- [To do]: Return the whole listing, line for line, without the pictures in it.

- [Record extracts]:
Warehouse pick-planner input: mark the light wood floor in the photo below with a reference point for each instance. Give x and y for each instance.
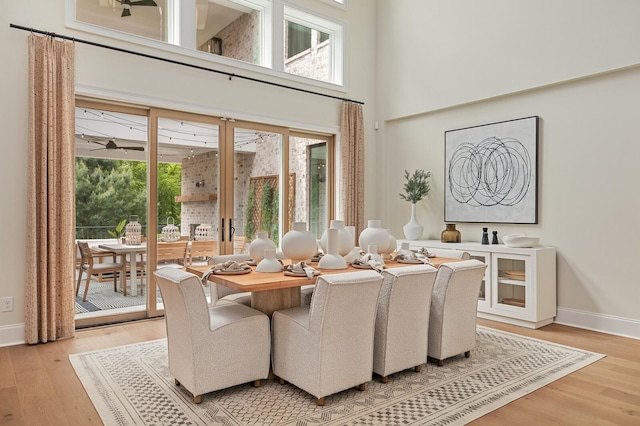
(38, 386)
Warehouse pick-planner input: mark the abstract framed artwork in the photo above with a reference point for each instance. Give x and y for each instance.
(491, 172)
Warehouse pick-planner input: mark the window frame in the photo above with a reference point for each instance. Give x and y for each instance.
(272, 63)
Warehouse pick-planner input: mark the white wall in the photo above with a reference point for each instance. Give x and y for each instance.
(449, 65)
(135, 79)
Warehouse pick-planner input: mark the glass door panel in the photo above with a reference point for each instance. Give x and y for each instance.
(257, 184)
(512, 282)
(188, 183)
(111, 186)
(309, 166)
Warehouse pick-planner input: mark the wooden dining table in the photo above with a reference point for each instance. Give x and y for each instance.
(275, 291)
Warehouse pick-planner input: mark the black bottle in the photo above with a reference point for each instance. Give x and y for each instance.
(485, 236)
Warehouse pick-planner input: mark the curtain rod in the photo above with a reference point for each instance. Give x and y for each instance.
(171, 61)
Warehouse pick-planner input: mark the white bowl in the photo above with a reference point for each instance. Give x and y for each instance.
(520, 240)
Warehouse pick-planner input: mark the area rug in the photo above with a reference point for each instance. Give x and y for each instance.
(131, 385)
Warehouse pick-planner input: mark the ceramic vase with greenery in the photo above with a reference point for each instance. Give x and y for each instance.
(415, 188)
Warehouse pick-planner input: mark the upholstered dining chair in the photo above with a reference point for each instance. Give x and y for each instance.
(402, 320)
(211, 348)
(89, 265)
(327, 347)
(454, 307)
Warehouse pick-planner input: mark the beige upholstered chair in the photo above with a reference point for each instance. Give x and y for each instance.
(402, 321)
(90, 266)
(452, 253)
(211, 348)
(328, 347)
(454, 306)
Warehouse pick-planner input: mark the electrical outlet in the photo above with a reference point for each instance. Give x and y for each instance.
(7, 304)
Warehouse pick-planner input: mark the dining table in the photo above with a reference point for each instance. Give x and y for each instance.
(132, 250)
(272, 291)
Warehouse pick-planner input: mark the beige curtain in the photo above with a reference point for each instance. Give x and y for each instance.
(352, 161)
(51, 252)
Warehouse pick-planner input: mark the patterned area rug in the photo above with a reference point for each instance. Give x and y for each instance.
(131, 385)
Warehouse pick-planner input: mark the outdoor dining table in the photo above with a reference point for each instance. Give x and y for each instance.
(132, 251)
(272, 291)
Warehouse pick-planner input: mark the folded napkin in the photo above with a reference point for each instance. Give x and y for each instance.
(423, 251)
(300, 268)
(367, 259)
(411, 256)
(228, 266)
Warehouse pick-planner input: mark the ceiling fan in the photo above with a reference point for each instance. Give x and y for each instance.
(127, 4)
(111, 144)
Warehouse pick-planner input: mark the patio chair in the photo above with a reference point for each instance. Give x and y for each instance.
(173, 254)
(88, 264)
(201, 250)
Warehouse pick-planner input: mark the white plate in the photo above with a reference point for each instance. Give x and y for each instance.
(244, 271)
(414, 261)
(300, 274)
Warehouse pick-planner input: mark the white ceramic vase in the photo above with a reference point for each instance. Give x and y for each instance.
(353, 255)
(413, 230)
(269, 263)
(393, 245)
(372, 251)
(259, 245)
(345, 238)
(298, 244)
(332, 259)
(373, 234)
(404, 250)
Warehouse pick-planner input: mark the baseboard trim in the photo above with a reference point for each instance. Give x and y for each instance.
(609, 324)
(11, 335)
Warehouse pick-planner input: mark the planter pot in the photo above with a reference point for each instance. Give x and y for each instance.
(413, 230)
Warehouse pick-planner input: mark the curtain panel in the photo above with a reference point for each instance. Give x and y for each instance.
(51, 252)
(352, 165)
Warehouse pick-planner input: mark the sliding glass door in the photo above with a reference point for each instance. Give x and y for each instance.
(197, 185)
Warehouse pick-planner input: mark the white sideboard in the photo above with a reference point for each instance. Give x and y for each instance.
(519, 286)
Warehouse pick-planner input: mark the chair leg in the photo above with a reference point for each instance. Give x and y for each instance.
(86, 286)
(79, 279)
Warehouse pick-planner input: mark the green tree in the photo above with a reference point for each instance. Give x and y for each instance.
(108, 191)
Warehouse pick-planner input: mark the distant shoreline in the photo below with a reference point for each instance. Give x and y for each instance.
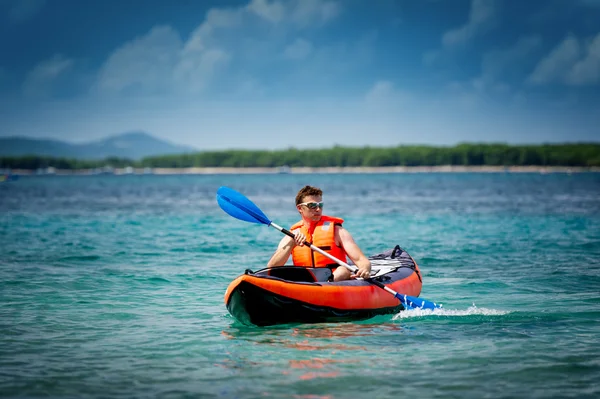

- [Problem solution]:
Warehouse pick-planner input: mark the light wood floor in the photo below with a reference point for each instance. Give x and y for each instance.
(38, 386)
Warehouse pick-planner input: mark the abstract framed artwork in the photo above with a reference point for each instance. Give x and y for each instance.
(491, 172)
Warehouse pick-planner input: mark the window frame in the photo above with a reference point for each instance. Give x and y for each instance.
(272, 63)
Warehouse pick-planner input: mark the white wall in the photo above with a reference point for each instance. Give x and y for each instance.
(449, 65)
(135, 79)
Warehouse pick-planner input: mark the glass door panel in the photo above with a reference point for each instance. Give x and y for each instance.
(257, 184)
(512, 282)
(188, 183)
(111, 186)
(309, 166)
Warehouse pick-planner input: mark the wooden dining table in the photo above with a reference point for each instance. Give x and y for each instance.
(275, 291)
Warehouse pick-planner input: mark the black bottle in the photo above with a reference point for each instance. Give x and y for each instance.
(485, 236)
Warehouse pick-planner input: mark the curtain rod in the photo above with a reference point for each instance. Give x and y for each instance.
(171, 61)
Warehouse pick-planner input: mark the white bowl in the photo above with a reference point for each instance. Give x and y for each instance.
(520, 240)
Warehouse pick-planner input: mark the area rug in the photo above with a reference point for each instance. Give x and y for each instance.
(131, 385)
Warehouse pick-planner input: mark the ceramic vase with greenery in the photo above with a reference point for each instance. Give x and y for each instance.
(415, 188)
Warehouse pick-planner input: mark the upholstered dining chair in the photo above with a reference point for each instance. Give x and y for each instance.
(402, 320)
(211, 348)
(89, 265)
(327, 347)
(454, 307)
Warehouse pick-planner input: mark the beige upholstered chair in the photo above with a reference point for each instance. Give x and y for each instance.
(402, 321)
(90, 266)
(452, 253)
(211, 348)
(328, 347)
(454, 306)
Warehouse pick-planner input: mark the electrical outlet in the photo above with a reference point for each instance. Give x and y for each instance.
(7, 304)
Warehouse pick-planner input: mark the dining table in the photo above with a reference point for each instance. Give x and y for each instance.
(132, 250)
(272, 291)
Warehouse pick-planner input: mark the beige curtain in the photo above with a reference point for each instance. Give x and y for each instance.
(352, 161)
(51, 252)
Warehouse pick-planner input: mark the patterned area rug in the photo above with a reference point for each instance. Give x and y for each instance.
(131, 385)
Warehouse pick-planner input: mark the outdoor dining table in the photo above with a reference point for each instance. Give x and y for each instance.
(132, 251)
(272, 291)
Warehouse pick-planner input: mark the folded napkin in the photo above with a reference point for each instance. Give x and y for each instance.
(423, 251)
(300, 268)
(367, 259)
(411, 256)
(228, 266)
Warehouse pick-planner input: mark the ceiling fan in the photo above with a reference point for each instance. Give x and y for each instance.
(127, 4)
(111, 144)
Warehouse pick-planner input: mark the patio chair in the photo above with a reference point for each instance. Give x and y for each instance.
(173, 254)
(88, 264)
(201, 250)
Warehouse pick-planner input: mark the white plate in the photo above with a reference point for each instance. Give x and y for each instance.
(244, 271)
(414, 261)
(300, 274)
Warehouse pick-planner input: mark the white ceramic vase in the photo above with a reference point for each instance. Give x and y for each instance.
(353, 255)
(413, 230)
(269, 263)
(393, 245)
(372, 251)
(259, 245)
(345, 238)
(298, 244)
(332, 259)
(373, 234)
(404, 250)
Warehouse pick-planner input: mark the baseboard trim in the photo above with a reference point for each instance. Give x and y for each instance.
(609, 324)
(11, 335)
Warehouse pick-planner input: mark the planter pot in the photo above with a reference point for each instance. Give x and y for each instance.
(413, 230)
Warehouse pick-planner input: mark the curtain panel in the photo above with a reference point for each instance. Give x and y for each instance.
(51, 252)
(352, 165)
Warehouse pick-planner input: mark the sliding glass door in the photo above with a reference point for each instance. Give x and y for each instance.
(197, 185)
Warehouse pick-planner input: mark the white sideboard in the photo above with a reference point for each instance. Give x and y for each instance.
(519, 286)
Warehouse pick-planner input: mark the chair leg in the photo above with a reference point for each instance. Give x and y for each instance.
(86, 286)
(79, 279)
Warehouse pick-planner input: mark the green tree in the photo above with a reference point for each instance. Give x and y for each instance.
(108, 191)
Warehouse pick-planner input: mark the distant shoreline in the photo below with a reference point for each instance. Give x and y for each instance.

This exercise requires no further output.